REQUIRED WORK — Gather all lines with "asphalt" from the records.

Stored data entries:
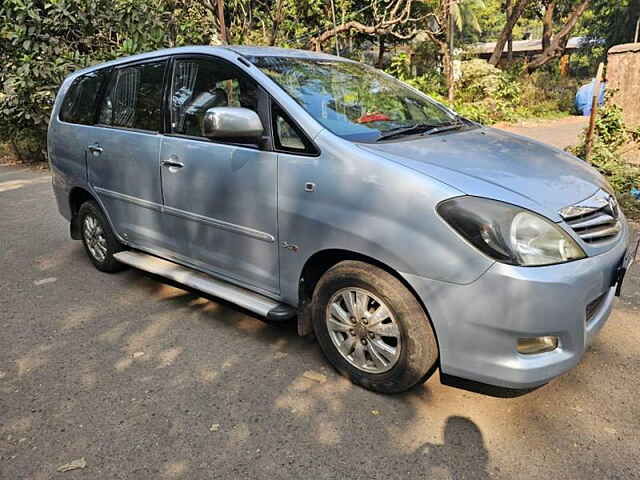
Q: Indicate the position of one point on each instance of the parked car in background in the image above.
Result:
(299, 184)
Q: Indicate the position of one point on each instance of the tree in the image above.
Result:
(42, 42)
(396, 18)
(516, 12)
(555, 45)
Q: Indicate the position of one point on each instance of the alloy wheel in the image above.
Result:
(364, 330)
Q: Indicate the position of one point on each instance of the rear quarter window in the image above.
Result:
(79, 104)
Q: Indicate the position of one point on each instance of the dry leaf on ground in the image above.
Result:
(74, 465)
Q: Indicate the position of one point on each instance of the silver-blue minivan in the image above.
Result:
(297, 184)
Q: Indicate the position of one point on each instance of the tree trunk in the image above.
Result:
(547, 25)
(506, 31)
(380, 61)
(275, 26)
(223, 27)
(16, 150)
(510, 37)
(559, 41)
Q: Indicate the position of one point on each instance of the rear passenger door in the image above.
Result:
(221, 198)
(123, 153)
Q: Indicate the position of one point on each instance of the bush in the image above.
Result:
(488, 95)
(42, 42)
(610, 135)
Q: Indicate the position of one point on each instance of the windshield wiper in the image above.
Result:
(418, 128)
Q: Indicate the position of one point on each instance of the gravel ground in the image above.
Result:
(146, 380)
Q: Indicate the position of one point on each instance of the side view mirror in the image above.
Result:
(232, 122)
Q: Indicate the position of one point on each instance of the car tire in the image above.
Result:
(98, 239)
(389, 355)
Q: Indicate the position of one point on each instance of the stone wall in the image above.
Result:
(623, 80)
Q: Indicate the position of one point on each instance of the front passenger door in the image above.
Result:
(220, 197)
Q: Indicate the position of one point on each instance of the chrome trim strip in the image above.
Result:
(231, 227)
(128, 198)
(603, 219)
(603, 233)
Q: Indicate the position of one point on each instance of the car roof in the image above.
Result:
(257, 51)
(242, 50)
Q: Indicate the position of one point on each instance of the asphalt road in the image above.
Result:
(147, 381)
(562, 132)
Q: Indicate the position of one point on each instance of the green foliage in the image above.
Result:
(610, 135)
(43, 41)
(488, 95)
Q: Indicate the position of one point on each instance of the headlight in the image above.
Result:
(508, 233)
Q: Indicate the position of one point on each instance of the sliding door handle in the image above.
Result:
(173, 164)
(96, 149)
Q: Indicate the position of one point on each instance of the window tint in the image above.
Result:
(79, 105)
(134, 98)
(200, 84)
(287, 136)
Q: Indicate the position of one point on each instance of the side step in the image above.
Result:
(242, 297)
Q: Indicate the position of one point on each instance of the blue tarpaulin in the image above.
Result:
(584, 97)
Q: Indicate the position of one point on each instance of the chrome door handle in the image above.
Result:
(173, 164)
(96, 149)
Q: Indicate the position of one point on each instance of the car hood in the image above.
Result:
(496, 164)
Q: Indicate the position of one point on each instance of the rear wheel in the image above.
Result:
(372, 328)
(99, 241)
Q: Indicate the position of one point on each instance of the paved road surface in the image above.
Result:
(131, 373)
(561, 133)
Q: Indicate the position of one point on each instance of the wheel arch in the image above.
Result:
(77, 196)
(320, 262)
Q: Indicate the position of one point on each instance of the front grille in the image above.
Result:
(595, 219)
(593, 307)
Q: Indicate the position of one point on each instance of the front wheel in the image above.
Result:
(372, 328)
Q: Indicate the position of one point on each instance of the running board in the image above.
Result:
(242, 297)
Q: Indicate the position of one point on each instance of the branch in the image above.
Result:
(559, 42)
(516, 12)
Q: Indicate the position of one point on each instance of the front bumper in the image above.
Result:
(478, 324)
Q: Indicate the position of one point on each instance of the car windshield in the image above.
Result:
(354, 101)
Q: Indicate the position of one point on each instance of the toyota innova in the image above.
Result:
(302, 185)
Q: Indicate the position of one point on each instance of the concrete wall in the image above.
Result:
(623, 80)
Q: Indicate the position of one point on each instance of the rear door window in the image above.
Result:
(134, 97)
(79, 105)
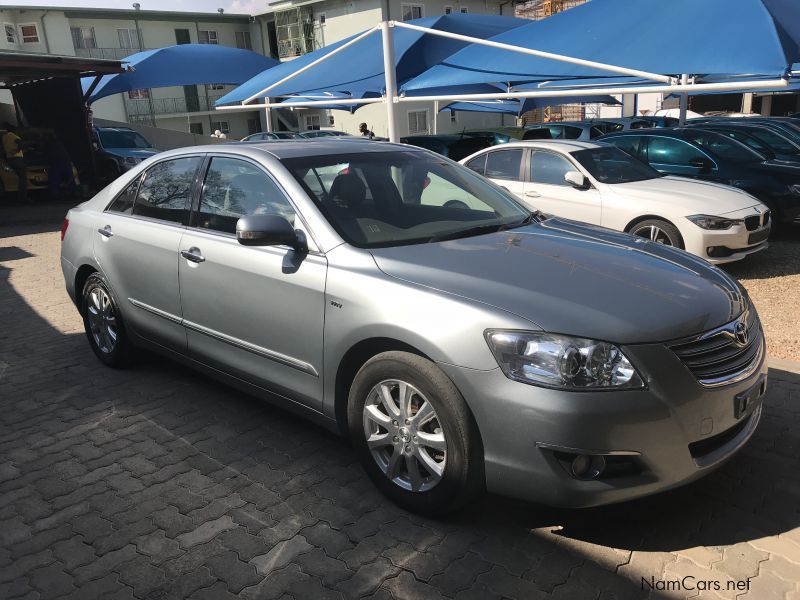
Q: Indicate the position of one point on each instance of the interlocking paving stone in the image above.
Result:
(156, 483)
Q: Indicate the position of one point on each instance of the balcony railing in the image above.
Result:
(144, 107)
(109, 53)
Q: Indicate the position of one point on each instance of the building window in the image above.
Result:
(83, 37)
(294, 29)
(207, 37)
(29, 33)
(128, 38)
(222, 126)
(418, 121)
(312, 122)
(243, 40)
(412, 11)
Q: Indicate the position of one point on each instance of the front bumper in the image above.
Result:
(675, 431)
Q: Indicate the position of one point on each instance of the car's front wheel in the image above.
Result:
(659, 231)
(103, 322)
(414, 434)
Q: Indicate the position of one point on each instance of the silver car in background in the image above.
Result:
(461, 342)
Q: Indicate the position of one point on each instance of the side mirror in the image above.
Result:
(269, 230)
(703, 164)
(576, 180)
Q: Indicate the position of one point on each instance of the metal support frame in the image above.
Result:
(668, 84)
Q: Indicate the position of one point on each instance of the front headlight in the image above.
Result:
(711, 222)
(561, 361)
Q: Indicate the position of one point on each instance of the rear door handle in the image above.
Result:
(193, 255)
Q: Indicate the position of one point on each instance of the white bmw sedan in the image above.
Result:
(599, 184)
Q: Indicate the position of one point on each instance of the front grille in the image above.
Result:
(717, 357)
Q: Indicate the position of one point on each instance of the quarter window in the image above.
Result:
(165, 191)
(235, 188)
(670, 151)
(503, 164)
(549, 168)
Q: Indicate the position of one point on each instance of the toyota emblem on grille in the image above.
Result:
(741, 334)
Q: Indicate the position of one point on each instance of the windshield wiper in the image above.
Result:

* * *

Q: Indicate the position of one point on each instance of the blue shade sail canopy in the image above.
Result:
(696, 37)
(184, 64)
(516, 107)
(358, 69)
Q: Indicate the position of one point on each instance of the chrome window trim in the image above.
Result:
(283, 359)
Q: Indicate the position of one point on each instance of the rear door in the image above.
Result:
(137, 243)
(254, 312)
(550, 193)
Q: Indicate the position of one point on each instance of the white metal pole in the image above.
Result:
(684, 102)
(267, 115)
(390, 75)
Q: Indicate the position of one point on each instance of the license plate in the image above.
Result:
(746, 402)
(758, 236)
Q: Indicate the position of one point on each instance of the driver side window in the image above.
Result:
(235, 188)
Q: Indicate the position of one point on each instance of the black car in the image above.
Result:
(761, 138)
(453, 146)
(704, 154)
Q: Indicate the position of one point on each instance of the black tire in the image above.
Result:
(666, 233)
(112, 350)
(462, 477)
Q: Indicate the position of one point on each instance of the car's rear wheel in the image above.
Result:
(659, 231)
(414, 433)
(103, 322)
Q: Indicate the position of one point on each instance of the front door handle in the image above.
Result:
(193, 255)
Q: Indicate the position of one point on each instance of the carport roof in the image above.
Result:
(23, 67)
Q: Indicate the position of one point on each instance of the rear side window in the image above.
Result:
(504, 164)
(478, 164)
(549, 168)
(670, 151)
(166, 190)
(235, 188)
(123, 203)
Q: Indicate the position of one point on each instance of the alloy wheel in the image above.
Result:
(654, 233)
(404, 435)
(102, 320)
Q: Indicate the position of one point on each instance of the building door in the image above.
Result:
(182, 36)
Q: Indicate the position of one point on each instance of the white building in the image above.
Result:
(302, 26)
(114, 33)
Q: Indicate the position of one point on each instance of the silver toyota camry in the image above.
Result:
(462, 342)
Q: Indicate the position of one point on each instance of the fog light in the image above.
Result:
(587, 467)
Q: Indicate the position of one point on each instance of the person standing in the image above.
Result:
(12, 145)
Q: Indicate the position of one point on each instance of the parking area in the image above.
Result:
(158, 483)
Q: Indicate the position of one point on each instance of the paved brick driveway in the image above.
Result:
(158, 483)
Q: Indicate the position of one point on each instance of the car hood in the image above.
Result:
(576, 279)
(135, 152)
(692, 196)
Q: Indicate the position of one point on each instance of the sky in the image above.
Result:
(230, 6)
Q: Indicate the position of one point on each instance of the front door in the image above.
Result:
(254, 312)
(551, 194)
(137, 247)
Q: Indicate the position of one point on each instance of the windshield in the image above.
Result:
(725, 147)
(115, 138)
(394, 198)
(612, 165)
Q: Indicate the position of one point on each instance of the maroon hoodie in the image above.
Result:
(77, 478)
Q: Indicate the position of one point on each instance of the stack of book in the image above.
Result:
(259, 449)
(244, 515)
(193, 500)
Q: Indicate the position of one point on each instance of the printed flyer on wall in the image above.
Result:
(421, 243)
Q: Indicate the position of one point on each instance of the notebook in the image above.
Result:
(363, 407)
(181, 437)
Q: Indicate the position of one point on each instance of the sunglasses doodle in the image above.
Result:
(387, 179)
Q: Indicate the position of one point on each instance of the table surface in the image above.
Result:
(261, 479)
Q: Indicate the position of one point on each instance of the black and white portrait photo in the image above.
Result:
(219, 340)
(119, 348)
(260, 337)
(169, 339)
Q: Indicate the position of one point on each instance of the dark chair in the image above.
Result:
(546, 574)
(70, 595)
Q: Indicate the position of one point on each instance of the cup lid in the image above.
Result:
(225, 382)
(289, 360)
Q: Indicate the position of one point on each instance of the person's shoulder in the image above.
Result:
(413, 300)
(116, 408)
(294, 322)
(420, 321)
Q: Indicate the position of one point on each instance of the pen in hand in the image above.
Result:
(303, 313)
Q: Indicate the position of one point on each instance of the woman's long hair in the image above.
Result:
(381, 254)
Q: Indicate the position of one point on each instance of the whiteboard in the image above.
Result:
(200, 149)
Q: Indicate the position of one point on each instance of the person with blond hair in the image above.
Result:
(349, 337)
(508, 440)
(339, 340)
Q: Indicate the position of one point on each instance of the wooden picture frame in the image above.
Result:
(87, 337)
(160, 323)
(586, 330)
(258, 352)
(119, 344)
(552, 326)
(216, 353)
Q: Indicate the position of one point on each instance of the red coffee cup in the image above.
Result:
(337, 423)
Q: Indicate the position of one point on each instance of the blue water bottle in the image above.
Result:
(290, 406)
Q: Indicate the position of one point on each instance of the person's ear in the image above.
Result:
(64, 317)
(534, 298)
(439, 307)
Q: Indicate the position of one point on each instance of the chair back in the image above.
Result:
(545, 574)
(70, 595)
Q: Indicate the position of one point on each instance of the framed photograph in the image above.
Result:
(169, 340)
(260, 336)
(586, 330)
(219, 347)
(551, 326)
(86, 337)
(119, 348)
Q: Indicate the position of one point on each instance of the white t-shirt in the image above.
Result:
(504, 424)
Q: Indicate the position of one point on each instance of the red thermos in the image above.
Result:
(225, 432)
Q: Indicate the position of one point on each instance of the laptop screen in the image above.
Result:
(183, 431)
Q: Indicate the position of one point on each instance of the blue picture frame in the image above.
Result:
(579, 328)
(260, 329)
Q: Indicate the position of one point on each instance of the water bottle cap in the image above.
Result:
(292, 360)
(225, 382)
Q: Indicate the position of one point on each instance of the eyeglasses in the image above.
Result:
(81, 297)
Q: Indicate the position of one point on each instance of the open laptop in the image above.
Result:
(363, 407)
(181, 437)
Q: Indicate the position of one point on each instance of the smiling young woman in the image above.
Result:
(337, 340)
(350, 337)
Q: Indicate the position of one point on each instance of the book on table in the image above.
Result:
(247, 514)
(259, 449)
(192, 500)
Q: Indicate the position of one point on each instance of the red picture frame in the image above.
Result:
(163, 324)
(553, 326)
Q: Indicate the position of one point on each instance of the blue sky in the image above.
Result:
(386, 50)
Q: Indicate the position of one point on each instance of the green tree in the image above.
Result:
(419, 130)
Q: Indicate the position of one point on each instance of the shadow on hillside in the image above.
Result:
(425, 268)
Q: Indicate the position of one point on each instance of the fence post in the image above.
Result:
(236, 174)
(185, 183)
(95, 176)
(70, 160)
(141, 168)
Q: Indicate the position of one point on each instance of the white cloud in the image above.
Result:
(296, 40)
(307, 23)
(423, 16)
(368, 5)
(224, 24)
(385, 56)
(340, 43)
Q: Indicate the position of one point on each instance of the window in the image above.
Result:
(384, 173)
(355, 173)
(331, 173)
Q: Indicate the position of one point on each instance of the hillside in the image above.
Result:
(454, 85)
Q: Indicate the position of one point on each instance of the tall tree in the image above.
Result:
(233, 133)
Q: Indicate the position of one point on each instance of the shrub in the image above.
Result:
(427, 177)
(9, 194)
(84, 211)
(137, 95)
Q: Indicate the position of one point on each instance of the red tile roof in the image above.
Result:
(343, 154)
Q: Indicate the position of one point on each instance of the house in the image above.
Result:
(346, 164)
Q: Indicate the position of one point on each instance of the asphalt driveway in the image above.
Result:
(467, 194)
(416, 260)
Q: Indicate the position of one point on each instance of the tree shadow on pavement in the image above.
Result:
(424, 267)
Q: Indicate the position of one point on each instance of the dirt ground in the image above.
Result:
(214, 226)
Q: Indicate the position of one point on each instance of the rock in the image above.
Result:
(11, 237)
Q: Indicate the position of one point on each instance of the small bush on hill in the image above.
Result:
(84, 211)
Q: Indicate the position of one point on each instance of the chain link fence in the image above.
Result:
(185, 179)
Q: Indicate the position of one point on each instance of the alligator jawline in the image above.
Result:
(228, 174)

--

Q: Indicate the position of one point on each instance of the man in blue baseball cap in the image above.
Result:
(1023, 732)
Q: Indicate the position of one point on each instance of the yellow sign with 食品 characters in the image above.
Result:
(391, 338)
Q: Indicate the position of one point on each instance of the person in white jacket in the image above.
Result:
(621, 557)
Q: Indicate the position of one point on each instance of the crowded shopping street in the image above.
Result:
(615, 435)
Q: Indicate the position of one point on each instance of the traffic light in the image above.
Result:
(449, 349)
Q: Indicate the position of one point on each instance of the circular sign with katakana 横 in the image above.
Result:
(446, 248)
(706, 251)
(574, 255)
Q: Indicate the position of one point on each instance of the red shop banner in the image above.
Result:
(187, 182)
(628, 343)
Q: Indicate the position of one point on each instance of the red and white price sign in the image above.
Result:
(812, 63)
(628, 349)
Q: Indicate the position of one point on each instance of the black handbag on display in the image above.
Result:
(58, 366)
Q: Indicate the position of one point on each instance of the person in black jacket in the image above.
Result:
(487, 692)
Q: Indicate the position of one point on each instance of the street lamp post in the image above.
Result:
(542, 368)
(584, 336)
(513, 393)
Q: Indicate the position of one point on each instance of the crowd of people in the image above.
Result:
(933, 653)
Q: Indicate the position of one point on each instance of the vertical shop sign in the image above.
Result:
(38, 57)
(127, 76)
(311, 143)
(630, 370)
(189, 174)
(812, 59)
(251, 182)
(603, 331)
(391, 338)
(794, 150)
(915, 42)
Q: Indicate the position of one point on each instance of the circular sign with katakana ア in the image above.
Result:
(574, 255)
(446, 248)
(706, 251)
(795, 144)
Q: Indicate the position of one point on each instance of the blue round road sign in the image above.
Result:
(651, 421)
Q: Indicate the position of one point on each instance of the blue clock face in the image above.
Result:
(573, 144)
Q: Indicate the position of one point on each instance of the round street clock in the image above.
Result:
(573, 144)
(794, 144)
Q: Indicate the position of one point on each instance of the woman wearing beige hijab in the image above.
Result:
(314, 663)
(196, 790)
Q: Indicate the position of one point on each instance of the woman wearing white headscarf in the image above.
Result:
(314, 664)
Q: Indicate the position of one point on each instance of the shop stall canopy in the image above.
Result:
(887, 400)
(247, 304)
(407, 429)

ANSWER FOR THE TASK —
Q: Indicate the position of one point on each instance of the asphalt road in the image above.
Q: Indicate the position of one point on each instance of the asphalt driveway in the image above.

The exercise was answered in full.